Exercise prompt
Substitute "shell fragment" for "nut fragment" in everything from the line containing "locate each nut" down to the line containing "left=500, top=210, right=540, bottom=253". Give only those lines again, with nothing else changed.

[Rows of box annotation data]
----------------------------------------

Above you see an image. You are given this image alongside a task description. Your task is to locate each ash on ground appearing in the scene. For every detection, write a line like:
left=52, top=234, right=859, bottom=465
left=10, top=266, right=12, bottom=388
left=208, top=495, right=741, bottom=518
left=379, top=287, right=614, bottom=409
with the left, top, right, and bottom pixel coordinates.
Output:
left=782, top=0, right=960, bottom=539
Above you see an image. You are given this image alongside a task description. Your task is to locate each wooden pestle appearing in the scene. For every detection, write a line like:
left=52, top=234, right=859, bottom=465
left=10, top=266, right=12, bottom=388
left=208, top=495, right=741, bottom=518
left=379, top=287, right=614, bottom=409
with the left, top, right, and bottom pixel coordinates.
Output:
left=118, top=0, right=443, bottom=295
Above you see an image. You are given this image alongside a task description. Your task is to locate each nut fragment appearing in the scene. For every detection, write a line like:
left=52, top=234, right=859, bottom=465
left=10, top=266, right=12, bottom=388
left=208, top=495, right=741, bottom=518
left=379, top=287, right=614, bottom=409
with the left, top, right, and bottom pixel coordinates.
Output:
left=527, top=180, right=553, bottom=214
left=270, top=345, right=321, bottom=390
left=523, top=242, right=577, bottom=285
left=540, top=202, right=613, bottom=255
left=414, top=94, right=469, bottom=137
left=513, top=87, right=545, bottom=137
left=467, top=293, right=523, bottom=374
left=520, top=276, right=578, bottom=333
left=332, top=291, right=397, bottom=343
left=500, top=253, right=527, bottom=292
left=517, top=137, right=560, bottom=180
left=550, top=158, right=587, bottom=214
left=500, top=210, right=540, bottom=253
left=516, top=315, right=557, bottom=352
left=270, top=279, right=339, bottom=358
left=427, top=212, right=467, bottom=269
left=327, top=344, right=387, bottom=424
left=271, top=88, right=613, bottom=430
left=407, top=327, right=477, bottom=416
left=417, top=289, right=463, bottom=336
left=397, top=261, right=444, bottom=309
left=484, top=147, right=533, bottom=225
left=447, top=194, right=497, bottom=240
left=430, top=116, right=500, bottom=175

----------------------------------------

Written answer
Above you see an image. You are given this image alongside a task description. Your task is to locate each shell fragment appearing in the scene. For every detection, write a line like:
left=52, top=234, right=859, bottom=465
left=10, top=266, right=12, bottom=388
left=208, top=495, right=741, bottom=518
left=379, top=287, right=614, bottom=409
with the left, top, right, and bottom pixel coordinates.
Output:
left=527, top=180, right=553, bottom=214
left=270, top=345, right=321, bottom=390
left=523, top=242, right=577, bottom=285
left=540, top=202, right=613, bottom=255
left=414, top=94, right=469, bottom=137
left=513, top=87, right=545, bottom=137
left=467, top=293, right=523, bottom=374
left=520, top=276, right=578, bottom=333
left=332, top=291, right=397, bottom=343
left=500, top=253, right=527, bottom=292
left=517, top=137, right=560, bottom=180
left=550, top=158, right=587, bottom=214
left=500, top=210, right=540, bottom=253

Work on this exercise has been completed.